- Born: Timothy C. Mitchell 5 April 1963 (age 63) Detroit, Michigan
- Genres: Pop; rock; dance; R&B; hip hop; pop rock;
- Occupations: Record producer; singer; songwriter; record executive;
- Instruments: Vocals; keyboards; guitar; drums;
- Years active: 1996–present
- Website: timmitchellmusic.com

= Tim Mitchell =

Timothy C. Mitchell (born 5 April 1963) is a Grammy winning music record producer, songwriter, and guitarist from Detroit, Michigan.

==Early life==
Mitchell was born on April 5, 1963, to Dr. David Mitchell and Edith Mitchell (née Clements) at Henry Ford Hospital in Detroit, Michigan, where his father was an orthopedic surgeon. He was the youngest of three children, following sister Peyton and brother David. He grew up in Grosse Pointe Farms, Michigan, and attended Interlochen Arts Academy, an independent high school dedicated to the arts in Interlochen, Michigan. He then went on to graduate from the School of Music at the University of Miami.

==Career==
===Bob Seger===
In 1996, he played and toured in Bob Seger's band and co-wrote three songs with Seger, for his It's a Mystery album: "Lock and Load," "Hands in the Air," and "Revisionism Street."

**Task goal**
Could you continue the biography of Tim Mitchell above, starting right after its last sentence?

**Material supplied**
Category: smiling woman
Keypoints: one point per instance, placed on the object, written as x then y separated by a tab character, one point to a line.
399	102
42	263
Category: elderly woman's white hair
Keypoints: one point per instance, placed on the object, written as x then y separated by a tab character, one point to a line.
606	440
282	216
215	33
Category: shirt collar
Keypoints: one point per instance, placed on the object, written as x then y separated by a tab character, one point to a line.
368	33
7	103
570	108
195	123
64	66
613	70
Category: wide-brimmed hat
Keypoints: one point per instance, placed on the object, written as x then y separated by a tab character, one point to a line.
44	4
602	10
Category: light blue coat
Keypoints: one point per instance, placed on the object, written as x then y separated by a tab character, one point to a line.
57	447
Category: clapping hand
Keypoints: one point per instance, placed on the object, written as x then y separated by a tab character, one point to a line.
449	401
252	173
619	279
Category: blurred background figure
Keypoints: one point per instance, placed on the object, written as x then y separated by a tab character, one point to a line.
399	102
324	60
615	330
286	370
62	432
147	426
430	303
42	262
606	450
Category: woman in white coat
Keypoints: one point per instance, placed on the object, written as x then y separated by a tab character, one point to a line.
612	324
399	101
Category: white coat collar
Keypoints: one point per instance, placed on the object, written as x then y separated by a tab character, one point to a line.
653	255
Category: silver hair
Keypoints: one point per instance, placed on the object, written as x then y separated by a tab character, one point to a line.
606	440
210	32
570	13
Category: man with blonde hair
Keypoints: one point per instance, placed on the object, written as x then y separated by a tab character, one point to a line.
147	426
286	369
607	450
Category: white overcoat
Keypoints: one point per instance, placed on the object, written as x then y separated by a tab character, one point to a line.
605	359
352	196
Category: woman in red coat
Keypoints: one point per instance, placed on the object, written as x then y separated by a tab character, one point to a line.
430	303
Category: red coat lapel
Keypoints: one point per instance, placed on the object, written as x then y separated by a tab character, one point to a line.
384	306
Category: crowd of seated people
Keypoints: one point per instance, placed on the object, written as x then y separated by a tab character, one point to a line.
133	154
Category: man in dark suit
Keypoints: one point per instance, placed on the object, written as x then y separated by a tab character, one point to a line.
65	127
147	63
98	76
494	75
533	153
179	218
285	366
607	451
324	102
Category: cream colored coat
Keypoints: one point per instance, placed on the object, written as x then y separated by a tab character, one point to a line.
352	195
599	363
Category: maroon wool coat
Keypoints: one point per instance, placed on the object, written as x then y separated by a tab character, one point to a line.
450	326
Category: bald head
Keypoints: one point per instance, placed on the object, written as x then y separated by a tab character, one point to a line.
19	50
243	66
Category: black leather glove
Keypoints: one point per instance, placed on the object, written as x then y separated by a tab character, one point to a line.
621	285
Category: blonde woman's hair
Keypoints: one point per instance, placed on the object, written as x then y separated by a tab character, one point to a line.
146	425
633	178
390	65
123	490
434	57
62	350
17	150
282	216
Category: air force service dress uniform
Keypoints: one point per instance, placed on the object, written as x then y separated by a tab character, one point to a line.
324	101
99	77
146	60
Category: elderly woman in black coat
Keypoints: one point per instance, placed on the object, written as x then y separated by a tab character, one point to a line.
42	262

**Result**
===Shakira===
Introduced to Shakira through Gloria and Emilio Estefan (via their band, Miami Sound Machine) in the late 1990s, Mitchell says he became "instant friends" with the Colombian singer-songwriter, producing her concert special for the MTV Unplugged series in 1999; the album went on to win the Grammy Award for Best Latin Pop Album at the 43rd Grammy Awards. In 2001, Mitchell co-wrote and co-produced the hit song "Whenever, Wherever" ("Suerte" in Spanish markets), the lead single off of Shakira's debut English crossover album Laundry Service (2001); he also produced the live DVD of her Oral Fixation Tour.

In addition to studio collaborations, Mitchell has toured extensively with Shakira, being featured as lead guitarist on every major tour by the singer: the Tour Anfibio (2000), the Tour of the Mongoose (2002-2003), the Oral Fixation Tour (2006-2007), The Sun Comes Out World Tour (2010-2011), the El Dorado World Tour (2018), and the Las Mujeres Ya No Lloran World Tour (2025-2026). The latter tour has been certified as the most successful Latin music tour of all time, having grossed over $421 million as of February 15, 2026.